◆ Goal ◆
Output the entire article below about employers bearing the burden of proof in age discrimination layoffs, word for word with no changes.

◆ Given passage ◆

Justices place the burden of proof on employers
In 2008, I wrote the Supreme Court had further enhanced the ability of older workers to bring job discrimination claims, in a decision that came as the nation’s workforce was (and still is) aging with many companies are downsizing and laying off workers.
By a 7-1 vote, the court ruled that when a company asserts layoffs of older workers that are based on factors other than the worker’s age, the company has the burden of proving those factors are valid if challenged by the dismissed employees.
The U.S. Equal Employment Opportunity (EEOC), which handles age complaints, reports that age claims have increased steadily over the past decade. About 19,000 are filed annually.
Lawyers who represent employees have been very supportive of the decision, but business groups term it a “disappointment”.
As a practical matter, any other result would have made it virtually impossible for employees to successfully challenge (seemingly) neutral corporate policies… such as reductions-in-force… that some employers have used to target older workers”, said Fredrick P. Niemann, Esq., an elder law attorney in Freehold, NJ.
Employers can defend themselves by showing that a lopsided impact upon older workers was based on “reasonable factors” other than age, such as performance criteria or needed skills. The question of whether the employer bears the burden of proving that the dismissal/layoff policy was based on non-age factors, or whether the employee must prove the factors were illegitimate, had been a major contention even by the courts.
Who wins or loses age discrimination cases will depend on who has the burden of proof.
That issues were resolved for good when in an opinion by then Justice David Souter, the high court reversed a lower court decision based on the standard of proof used. He said the act’s text and structure put the burden of proof on employers.
Thursday’s dispute traced to the mid-1990s and the end of the Cold War. Knolls Atomic Power Laboratory in upstate New York, which had helped maintain nuclear-powered warships, was forced to scale back. About 100 workers took a buyout offer, and 31 others were laid off. Thirty of those laid off were at least 40 years old. Clifford Meacham was among those who alleged that the layoffs were aimed at older employees.

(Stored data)
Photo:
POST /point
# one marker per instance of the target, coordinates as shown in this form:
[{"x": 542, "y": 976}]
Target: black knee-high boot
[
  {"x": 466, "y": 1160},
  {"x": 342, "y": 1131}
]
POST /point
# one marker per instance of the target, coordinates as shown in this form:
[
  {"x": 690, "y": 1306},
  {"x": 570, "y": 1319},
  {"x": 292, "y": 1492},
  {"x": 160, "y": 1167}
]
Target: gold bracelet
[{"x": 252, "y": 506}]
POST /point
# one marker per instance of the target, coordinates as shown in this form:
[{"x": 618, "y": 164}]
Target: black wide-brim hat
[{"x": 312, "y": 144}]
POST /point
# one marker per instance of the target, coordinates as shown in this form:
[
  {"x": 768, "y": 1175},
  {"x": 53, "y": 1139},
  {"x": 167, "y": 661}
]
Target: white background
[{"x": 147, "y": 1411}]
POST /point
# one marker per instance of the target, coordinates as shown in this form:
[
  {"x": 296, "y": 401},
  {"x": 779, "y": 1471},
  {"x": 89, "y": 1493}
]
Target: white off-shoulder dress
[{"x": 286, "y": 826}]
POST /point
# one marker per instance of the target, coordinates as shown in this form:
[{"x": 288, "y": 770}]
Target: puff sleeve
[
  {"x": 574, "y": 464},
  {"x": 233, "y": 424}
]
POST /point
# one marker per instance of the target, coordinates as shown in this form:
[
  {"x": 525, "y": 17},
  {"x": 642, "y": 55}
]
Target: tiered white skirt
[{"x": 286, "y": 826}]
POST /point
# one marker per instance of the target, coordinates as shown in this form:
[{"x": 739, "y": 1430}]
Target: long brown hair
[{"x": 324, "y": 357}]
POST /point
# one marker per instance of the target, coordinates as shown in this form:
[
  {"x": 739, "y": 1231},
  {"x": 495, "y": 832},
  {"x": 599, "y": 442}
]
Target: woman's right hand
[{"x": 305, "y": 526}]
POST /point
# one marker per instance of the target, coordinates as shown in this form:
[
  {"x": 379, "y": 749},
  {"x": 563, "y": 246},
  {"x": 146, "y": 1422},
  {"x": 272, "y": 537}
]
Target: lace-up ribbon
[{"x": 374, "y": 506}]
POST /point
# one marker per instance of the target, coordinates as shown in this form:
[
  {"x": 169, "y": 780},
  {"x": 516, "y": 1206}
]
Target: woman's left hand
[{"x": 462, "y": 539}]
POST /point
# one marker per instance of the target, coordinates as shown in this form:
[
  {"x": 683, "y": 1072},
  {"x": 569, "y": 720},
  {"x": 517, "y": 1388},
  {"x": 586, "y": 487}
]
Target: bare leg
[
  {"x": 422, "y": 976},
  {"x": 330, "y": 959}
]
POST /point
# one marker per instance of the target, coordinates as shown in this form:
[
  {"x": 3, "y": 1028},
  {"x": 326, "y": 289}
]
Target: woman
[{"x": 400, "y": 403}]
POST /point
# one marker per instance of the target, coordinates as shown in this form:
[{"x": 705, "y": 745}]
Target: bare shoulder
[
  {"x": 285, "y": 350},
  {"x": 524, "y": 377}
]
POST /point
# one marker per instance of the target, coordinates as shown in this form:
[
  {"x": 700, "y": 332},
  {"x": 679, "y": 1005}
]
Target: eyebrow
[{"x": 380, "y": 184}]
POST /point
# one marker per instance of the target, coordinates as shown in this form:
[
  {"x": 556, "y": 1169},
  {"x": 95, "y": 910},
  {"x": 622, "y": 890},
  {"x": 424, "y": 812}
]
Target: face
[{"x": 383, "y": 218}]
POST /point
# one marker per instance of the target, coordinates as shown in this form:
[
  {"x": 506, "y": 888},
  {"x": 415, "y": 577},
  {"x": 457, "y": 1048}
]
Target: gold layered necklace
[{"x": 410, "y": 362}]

◆ Task result ◆
Justices place the burden of proof on employers
In 2008, I wrote the Supreme Court had further enhanced the ability of older workers to bring job discrimination claims, in a decision that came as the nation’s workforce was (and still is) aging with many companies are downsizing and laying off workers.
By a 7-1 vote, the court ruled that when a company asserts layoffs of older workers that are based on factors other than the worker’s age, the company has the burden of proving those factors are valid if challenged by the dismissed employees.
The U.S. Equal Employment Opportunity (EEOC), which handles age complaints, reports that age claims have increased steadily over the past decade. About 19,000 are filed annually.
Lawyers who represent employees have been very supportive of the decision, but business groups term it a “disappointment”.
As a practical matter, any other result would have made it virtually impossible for employees to successfully challenge (seemingly) neutral corporate policies… such as reductions-in-force… that some employers have used to target older workers”, said Fredrick P. Niemann, Esq., an elder law attorney in Freehold, NJ.
Employers can defend themselves by showing that a lopsided impact upon older workers was based on “reasonable factors” other than age, such as performance criteria or needed skills. The question of whether the employer bears the burden of proving that the dismissal/layoff policy was based on non-age factors, or whether the employee must prove the factors were illegitimate, had been a major contention even by the courts.
Who wins or loses age discrimination cases will depend on who has the burden of proof.
That issues were resolved for good when in an opinion by then Justice David Souter, the high court reversed a lower court decision based on the standard of proof used. He said the act’s text and structure put the burden of proof on employers.
Thursday’s dispute traced to the mid-1990s and the end of the Cold War. Knolls Atomic Power Laboratory in upstate New York, which had helped maintain nuclear-powered warships, was forced to scale back. About 100 workers took a buyout offer, and 31 others were laid off. Thirty of those laid off were at least 40 years old. Clifford Meacham was among those who alleged that the layoffs were aimed at older employees.